[Directions] With the pictures omitted, write out the entries that follow exactly as they stand.

[Data items]
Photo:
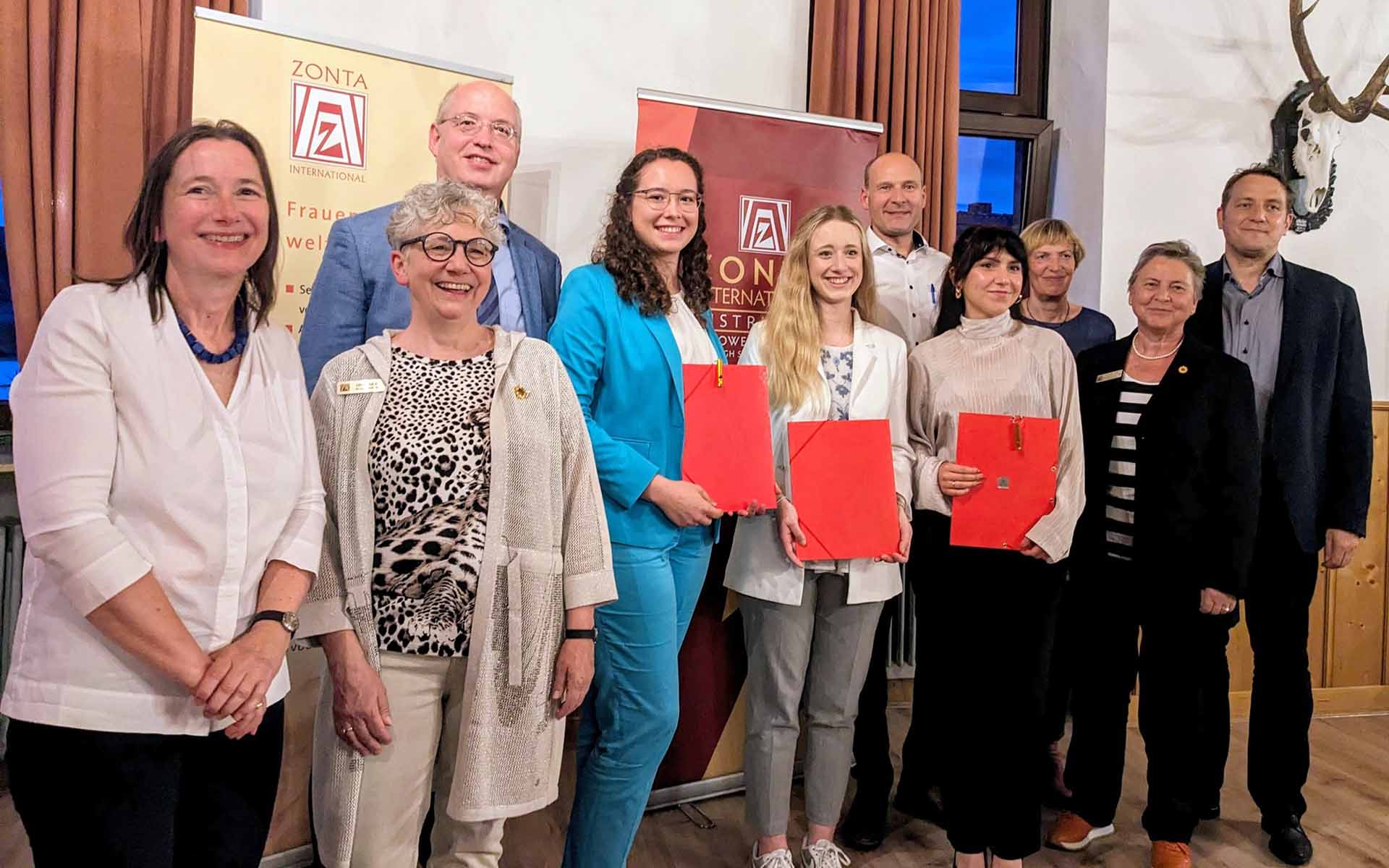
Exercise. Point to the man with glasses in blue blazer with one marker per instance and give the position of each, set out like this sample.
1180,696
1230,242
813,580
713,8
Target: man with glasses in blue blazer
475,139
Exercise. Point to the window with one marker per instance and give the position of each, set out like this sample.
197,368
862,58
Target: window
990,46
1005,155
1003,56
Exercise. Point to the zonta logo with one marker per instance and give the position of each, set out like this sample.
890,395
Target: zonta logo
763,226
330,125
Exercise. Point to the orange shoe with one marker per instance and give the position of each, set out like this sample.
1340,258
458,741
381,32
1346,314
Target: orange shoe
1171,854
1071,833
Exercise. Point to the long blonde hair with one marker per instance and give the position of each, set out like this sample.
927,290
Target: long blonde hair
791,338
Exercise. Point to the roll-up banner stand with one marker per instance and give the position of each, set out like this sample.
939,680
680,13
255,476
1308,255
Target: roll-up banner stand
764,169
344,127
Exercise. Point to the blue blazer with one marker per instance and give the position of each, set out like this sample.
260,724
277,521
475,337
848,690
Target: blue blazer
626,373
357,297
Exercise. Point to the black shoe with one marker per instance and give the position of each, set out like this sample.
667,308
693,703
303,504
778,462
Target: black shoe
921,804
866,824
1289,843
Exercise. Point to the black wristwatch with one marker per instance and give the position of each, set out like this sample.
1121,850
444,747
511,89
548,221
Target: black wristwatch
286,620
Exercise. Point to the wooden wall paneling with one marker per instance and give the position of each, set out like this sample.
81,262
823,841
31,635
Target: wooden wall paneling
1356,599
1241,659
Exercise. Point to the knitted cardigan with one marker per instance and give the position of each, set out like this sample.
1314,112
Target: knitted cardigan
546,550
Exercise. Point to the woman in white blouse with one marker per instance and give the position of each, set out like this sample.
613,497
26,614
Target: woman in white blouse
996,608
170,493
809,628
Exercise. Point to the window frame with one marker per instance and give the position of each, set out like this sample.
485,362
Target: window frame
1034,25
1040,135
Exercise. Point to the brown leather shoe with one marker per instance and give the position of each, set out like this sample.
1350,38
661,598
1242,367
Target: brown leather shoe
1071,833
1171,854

[Expected output]
Photo:
Exercise. Point to the man with glasses in blue blazer with one marker per instance and give the position of each, set out like this sample.
1180,696
1230,242
813,580
713,8
Target: man with glasses in blue blazer
475,139
Exercise. Point to the window with one marker per instance and give the position of each, set out like this sample.
197,368
862,58
Target: window
990,46
1005,155
1003,56
Exercise. Point to the zonta logo with one marker per instance and give the position of each, set out like this sample.
890,395
Target: zonta logo
763,226
330,125
Exercise. Point to the orange shoe with one marker per instance and give the position of each, set out like this sample.
1340,258
458,741
381,32
1346,314
Target: orange shoe
1171,854
1071,833
Exercise. Point to the long blonde hair with one marker per instance and give the position of each, set out like this sample.
927,290
Target: long blonde hair
791,338
Exercise. Point to the roll-up banner stand with one marker per instance and give the position of each, set out like this sample.
939,680
680,13
255,476
1308,255
Target: roll-up banner stand
764,169
344,127
Exercise. Point to the blue blazer with one marker per instance and give the position of each, set out like this sample.
260,724
277,521
475,337
848,690
Target: blue blazer
626,373
357,297
Exercise. Point to the black shoe with one marker per instance and give the position of each, set out like this sample.
667,308
693,703
303,504
778,462
Target: black shoe
921,804
866,824
1289,843
Exercise. Point to the black wristwatch with one marker per instance and give the position of each, set out like this sample.
1121,850
444,747
511,89
548,221
Target: black wristwatch
286,620
Exercise. Point to the wooden wall paneling with one marker per instance and give the position of each, set out like this sample.
81,262
823,841
31,635
Target: wooden wall paneling
1356,599
1241,659
Exercise. Point to the knitted cardigan with one marker per instance and give the position of each, set out like this sample.
1314,112
Target: knitted cardigan
546,550
Exercise. Point to the woman in white blouse with one marker per instance and give the position of each, set out like this sample.
613,497
26,614
Target: woman in white blouse
996,608
170,493
809,628
Exercise. Point to the window frame with one marker per instance and give the position of each, set out like this sample.
485,362
Target: window frame
1034,25
1040,135
Exercise. Point to the brown leather shoe with one marker per instance and give the position of each, set out like this sample.
1350,38
661,598
1242,367
Target: brown leather shoe
1071,833
1171,854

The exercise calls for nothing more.